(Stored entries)

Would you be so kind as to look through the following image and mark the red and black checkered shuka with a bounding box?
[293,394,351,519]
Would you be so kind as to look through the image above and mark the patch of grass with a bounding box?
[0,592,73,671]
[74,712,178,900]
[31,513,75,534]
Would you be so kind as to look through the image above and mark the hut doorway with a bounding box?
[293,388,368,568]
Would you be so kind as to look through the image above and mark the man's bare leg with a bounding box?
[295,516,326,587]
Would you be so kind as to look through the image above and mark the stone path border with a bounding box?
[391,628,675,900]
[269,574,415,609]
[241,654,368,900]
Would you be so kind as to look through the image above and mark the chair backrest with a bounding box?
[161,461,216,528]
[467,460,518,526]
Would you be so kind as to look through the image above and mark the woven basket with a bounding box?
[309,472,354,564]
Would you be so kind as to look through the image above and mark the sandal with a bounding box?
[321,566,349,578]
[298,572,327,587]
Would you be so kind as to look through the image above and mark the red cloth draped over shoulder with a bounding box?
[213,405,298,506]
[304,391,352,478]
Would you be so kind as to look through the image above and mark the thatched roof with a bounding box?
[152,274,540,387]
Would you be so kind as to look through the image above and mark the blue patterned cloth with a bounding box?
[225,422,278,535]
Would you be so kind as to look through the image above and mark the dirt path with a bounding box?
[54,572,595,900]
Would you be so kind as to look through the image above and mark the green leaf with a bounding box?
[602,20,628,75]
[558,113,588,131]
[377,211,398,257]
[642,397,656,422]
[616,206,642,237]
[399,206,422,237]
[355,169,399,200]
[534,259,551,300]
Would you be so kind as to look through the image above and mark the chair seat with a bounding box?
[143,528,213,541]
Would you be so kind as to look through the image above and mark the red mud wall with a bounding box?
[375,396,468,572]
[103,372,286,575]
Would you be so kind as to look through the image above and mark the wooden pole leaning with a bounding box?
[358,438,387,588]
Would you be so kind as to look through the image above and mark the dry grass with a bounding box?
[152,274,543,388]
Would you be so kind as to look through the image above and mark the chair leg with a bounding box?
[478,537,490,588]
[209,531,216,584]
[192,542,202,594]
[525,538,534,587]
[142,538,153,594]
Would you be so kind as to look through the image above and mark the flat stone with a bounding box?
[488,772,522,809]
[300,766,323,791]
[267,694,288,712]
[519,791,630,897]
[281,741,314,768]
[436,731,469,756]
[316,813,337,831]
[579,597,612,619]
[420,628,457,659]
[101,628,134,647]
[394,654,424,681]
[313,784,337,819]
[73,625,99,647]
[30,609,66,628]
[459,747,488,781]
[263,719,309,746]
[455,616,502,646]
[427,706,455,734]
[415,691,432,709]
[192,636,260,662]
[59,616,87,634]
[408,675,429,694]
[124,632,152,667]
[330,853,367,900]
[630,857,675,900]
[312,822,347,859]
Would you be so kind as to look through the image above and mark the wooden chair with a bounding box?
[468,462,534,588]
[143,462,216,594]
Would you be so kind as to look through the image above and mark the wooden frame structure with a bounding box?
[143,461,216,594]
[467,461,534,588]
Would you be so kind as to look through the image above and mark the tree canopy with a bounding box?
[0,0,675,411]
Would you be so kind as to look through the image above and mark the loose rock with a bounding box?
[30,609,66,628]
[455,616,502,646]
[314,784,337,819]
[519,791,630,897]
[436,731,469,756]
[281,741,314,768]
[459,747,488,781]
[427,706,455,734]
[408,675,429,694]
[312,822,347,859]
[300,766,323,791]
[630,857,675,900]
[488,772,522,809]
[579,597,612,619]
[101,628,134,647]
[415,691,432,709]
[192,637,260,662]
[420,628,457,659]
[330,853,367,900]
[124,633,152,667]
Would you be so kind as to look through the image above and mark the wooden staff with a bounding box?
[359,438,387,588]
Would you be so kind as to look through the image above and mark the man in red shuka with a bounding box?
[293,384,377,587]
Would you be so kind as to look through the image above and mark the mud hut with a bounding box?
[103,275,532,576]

__Job__
Recast every line of the listing above as a Markdown table with the columns Row and Line, numbering the lines in order and leaving out any blank ones.

__Answer to the exercise__
| Row | Line |
|---|---|
| 1 | Would you be so kind as to look through the following image and mark the red and black checkered shuka with a bounding box? |
| 2 | [293,394,351,519] |
| 3 | Would you be so kind as to look through the image above and mark the patch of grass with a bounding box? |
| 4 | [0,592,73,671] |
| 5 | [74,712,178,900] |
| 6 | [31,513,75,534] |
| 7 | Would you be so kind as to look through the image above and mark the hut doorway with a bounding box? |
| 8 | [293,388,368,568] |
| 9 | Would you be so kind as to look through the image above and mark the man's bare leg with a bounding box? |
| 10 | [295,516,326,587] |
| 11 | Would you be so kind as to look through the image above and mark the stone path border with a bounding box? |
| 12 | [391,628,675,900] |
| 13 | [269,574,415,609] |
| 14 | [241,654,368,900] |
| 15 | Would you be so kind as to look through the image above and mark the chair backrest with a bounding box? |
| 16 | [161,461,216,528] |
| 17 | [467,460,518,526] |
| 18 | Would you be so kind as to look through the image above and mark the woven basket with a bounding box? |
| 19 | [309,472,354,564] |
| 20 | Would you be so kind as to look through the image above and mark the sandal with a bounding box? |
| 21 | [321,566,349,578] |
| 22 | [298,572,327,587] |
| 23 | Would you be so kind as to look through the image above and mark the red cloth draped over shoulder with a bounding box? |
| 24 | [213,405,298,506] |
| 25 | [304,391,352,478] |
| 26 | Would you be so kind as to look through the image above and mark the thatched roof with a bounding box? |
| 27 | [152,274,540,387] |
| 28 | Would you be so kind as to look through the image above and mark the blue patterned cloth with a bounding box? |
| 29 | [225,422,278,535] |
| 30 | Would you be so kind as to look through the image above and mark the dirt path with a bounding box? |
| 31 | [54,572,595,900] |
| 32 | Would you be so kind as to look through the image above and mark the green leaf with a bounding box? |
| 33 | [602,20,628,75] |
| 34 | [558,113,588,131] |
| 35 | [377,211,398,257] |
| 36 | [642,397,656,422] |
| 37 | [616,206,642,237] |
| 38 | [399,206,422,237] |
| 39 | [355,169,399,200] |
| 40 | [534,259,551,300] |
| 41 | Would you be so kind as to look through the image above and mark the chair seat with a bounding box? |
| 42 | [143,528,213,541] |
| 43 | Would you be so kind as to look through the image above and mark the red mud wall with a bounding box? |
| 44 | [375,396,468,572] |
| 45 | [103,372,286,575] |
| 46 | Would you be so kind as to look through the image above and mark the wooden pole leaning with a bounding box? |
| 47 | [358,438,387,588] |
| 48 | Would you be so kind as to look through the image above and mark the dry grass with a bounding box? |
| 49 | [152,274,543,388] |
| 50 | Would you be so kind as to look through the image above and mark the chair leg with a bounding box? |
| 51 | [478,537,490,588] |
| 52 | [209,531,216,584] |
| 53 | [192,542,202,594] |
| 54 | [525,538,534,587] |
| 55 | [142,538,153,594] |
| 56 | Would you be so kind as to look through the image above and mark the flat stone with a bounding box? |
| 57 | [488,772,522,809] |
| 58 | [300,766,323,791] |
| 59 | [267,694,288,712] |
| 60 | [519,791,630,897] |
| 61 | [281,741,314,768] |
| 62 | [436,731,469,756] |
| 63 | [316,813,337,831] |
| 64 | [579,597,612,619] |
| 65 | [420,628,457,659] |
| 66 | [101,628,134,647] |
| 67 | [394,654,424,681] |
| 68 | [313,784,337,819] |
| 69 | [73,625,99,647] |
| 70 | [30,609,66,628] |
| 71 | [459,747,488,781] |
| 72 | [263,719,309,746] |
| 73 | [455,616,502,646] |
| 74 | [427,706,455,734] |
| 75 | [415,691,432,709] |
| 76 | [192,636,260,662] |
| 77 | [59,616,87,634] |
| 78 | [408,675,429,694] |
| 79 | [124,632,152,667] |
| 80 | [330,853,367,900] |
| 81 | [630,857,675,900] |
| 82 | [312,822,347,859] |
| 83 | Would you be so kind as to look through the image above and mark the wooden chair with a bounding box? |
| 84 | [468,462,534,588] |
| 85 | [143,462,216,594] |
| 86 | Would you be so kind as to look through the image above and mark the wooden frame structure with a bounding box? |
| 87 | [143,461,216,594] |
| 88 | [467,461,534,588] |
| 89 | Would you be so kind as to look through the image above and mark the tree canopy with a bounding box? |
| 90 | [0,0,675,411] |
| 91 | Would you be so kind as to look through the image above and mark the loose rock with a bounding box? |
| 92 | [30,609,66,628] |
| 93 | [455,616,502,646] |
| 94 | [314,784,337,819] |
| 95 | [519,791,630,897] |
| 96 | [436,731,469,756] |
| 97 | [281,741,314,768] |
| 98 | [459,747,488,781] |
| 99 | [427,706,455,734] |
| 100 | [408,675,429,694] |
| 101 | [312,822,347,859] |
| 102 | [300,766,323,791] |
| 103 | [630,857,675,900] |
| 104 | [488,772,522,809] |
| 105 | [579,597,612,619] |
| 106 | [101,628,134,647] |
| 107 | [415,691,432,709] |
| 108 | [192,637,260,662] |
| 109 | [420,628,457,659] |
| 110 | [330,853,367,900] |
| 111 | [124,633,152,667] |
| 112 | Would you be so kind as to look through the image above and mark the wooden staff with a bounding box? |
| 113 | [359,438,387,588] |
| 114 | Would you be so kind as to look through the image above and mark the man in red shuka with a bounding box? |
| 115 | [293,384,377,587] |
| 116 | Would you be so kind as to look through the image above and mark the mud hut with a bounding box? |
| 117 | [103,275,532,576] |